Rewrite the data below with "rectangular selection tool" swapped for "box tool" wherever it occurs. Leave every other character unchanged.

## start

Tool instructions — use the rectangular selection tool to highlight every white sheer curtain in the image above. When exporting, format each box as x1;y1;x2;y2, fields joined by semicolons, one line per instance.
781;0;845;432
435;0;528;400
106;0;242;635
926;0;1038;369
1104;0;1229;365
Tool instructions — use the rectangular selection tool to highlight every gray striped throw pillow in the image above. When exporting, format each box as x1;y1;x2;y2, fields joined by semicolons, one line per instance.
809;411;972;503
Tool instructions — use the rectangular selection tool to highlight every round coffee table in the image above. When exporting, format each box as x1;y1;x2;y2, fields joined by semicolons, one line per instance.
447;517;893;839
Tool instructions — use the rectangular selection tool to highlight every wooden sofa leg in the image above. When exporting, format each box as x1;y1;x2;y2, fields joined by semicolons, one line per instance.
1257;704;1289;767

## end

> CORRECT RESULT
Tool instructions — use the box tool to highlight every white sheer curtain in the image above. When exporting, format each box as x1;y1;x2;y2, fields joined by semicolons, one line per instance.
781;0;845;432
435;0;528;400
106;0;242;635
926;0;1038;369
1104;0;1229;365
Tool instructions — use the box tool to highlight every gray striped throw pillow in the image above. When exporting, format each box as x1;y1;x2;y2, fields joined by semicolons, one line per instance.
809;411;972;503
Tool instructions — use the box tool to highlight every round coffee table in the image above. When exporting, format each box as x1;y1;x2;y2, fields joined by semicolons, one line per instance.
447;517;893;839
Tool instructions — use the box tool to highlight every wooden sofa leg in the image above. When exporting, format each box as x1;y1;x2;y2, fields joined by semicolons, one line per instance.
1257;704;1289;767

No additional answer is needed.